▶ **Instructions to follow**: Whenever a line carries the word "patterned", pull it out of the entries.

▶ **Source data**:

···

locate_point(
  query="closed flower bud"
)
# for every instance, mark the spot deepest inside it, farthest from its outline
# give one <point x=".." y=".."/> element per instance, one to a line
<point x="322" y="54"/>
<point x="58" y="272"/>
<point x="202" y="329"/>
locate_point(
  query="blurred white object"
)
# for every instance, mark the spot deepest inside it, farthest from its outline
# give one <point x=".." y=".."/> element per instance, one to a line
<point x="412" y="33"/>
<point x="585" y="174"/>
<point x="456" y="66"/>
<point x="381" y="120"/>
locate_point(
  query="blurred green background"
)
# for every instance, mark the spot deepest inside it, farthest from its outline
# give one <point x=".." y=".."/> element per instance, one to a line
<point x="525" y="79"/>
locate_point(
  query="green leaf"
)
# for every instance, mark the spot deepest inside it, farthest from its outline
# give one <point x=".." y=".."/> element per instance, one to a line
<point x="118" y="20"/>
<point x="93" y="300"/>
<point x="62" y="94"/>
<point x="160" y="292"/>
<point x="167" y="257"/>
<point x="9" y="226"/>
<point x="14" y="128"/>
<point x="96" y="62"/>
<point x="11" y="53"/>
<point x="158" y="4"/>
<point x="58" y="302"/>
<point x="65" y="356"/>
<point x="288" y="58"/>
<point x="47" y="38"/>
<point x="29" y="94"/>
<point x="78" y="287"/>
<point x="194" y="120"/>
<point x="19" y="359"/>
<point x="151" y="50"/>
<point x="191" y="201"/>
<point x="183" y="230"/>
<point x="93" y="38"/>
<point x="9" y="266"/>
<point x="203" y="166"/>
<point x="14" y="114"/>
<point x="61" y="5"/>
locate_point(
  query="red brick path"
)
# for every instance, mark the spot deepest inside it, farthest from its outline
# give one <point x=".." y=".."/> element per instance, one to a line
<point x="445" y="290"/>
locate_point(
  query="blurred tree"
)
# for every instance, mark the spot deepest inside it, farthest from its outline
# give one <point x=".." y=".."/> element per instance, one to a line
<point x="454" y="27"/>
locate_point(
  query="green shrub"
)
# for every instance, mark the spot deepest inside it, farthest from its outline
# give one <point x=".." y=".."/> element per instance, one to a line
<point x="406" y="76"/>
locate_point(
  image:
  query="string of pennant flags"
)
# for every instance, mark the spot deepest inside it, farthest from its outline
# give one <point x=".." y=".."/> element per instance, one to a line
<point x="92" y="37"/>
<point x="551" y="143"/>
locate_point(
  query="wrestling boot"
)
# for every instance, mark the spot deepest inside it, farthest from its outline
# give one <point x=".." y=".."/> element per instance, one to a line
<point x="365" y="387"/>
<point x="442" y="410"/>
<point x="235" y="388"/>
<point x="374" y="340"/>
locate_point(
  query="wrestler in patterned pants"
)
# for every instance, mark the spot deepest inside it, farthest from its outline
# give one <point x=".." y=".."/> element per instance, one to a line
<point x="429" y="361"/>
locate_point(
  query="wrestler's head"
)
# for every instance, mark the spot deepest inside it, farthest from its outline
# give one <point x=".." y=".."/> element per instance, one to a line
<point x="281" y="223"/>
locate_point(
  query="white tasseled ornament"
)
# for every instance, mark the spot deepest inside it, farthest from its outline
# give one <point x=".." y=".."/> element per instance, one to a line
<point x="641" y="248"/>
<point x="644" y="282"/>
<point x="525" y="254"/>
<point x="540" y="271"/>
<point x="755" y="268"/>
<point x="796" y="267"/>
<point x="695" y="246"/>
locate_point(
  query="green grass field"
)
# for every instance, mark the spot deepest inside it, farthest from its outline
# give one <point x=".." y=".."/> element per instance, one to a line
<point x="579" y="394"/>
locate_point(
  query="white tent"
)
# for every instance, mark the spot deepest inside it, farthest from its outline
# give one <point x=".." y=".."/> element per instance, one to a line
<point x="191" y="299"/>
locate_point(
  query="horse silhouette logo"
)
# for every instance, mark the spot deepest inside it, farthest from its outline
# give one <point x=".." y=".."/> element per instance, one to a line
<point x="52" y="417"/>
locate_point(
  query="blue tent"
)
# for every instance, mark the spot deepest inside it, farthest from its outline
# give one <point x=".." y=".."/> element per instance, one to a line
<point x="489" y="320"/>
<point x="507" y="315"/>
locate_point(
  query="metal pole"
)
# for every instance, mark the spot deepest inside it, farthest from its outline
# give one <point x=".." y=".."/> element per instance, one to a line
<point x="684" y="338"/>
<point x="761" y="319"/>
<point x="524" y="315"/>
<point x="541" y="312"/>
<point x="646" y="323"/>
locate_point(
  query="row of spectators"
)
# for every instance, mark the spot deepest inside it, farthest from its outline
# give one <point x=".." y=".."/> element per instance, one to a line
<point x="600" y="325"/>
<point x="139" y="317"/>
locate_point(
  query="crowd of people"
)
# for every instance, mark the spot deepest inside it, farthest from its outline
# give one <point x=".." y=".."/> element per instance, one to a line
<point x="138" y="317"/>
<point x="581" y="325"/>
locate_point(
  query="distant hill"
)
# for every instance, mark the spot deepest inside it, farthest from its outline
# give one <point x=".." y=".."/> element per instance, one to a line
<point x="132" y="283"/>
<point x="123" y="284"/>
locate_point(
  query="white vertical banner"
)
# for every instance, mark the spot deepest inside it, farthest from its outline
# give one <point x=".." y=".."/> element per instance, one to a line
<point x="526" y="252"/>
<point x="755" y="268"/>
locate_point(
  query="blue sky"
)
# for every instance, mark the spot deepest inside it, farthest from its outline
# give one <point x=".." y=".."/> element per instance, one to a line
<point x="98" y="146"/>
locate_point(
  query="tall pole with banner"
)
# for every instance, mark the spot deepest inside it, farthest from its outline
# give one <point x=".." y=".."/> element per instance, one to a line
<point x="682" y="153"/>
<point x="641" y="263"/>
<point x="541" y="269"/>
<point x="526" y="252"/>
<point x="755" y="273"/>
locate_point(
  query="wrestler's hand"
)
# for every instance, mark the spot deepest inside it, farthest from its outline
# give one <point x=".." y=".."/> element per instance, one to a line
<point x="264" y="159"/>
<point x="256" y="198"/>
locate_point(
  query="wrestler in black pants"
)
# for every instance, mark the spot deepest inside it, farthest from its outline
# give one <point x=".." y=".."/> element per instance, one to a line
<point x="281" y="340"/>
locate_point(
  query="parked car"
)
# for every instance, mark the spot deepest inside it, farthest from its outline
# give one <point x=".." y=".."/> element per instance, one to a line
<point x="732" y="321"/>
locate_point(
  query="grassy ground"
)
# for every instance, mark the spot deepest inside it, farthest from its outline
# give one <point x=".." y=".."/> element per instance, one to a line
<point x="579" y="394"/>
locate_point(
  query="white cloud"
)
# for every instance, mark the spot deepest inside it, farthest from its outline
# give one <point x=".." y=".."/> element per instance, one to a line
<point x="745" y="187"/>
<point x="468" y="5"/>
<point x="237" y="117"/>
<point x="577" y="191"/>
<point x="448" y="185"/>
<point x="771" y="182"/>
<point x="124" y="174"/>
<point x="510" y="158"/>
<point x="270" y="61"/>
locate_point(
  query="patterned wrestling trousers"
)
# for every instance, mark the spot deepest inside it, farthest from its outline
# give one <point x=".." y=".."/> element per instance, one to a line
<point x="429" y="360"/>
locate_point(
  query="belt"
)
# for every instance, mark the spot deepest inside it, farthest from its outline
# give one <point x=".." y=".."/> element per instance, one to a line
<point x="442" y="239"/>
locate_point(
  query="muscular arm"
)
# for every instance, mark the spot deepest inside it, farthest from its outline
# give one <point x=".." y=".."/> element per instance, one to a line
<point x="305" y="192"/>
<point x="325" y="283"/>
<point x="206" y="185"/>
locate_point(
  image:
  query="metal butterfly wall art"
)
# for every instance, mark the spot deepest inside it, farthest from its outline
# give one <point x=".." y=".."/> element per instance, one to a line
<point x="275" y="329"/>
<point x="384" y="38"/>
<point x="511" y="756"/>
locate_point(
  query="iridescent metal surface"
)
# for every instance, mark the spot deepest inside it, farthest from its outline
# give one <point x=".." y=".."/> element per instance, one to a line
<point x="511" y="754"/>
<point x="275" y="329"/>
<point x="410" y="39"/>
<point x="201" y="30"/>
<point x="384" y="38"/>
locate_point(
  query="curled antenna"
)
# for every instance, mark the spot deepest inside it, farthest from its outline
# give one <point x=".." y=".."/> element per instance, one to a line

···

▶ **Reply**:
  query="wrestler in patterned pants"
  query="patterned wrestling trousers"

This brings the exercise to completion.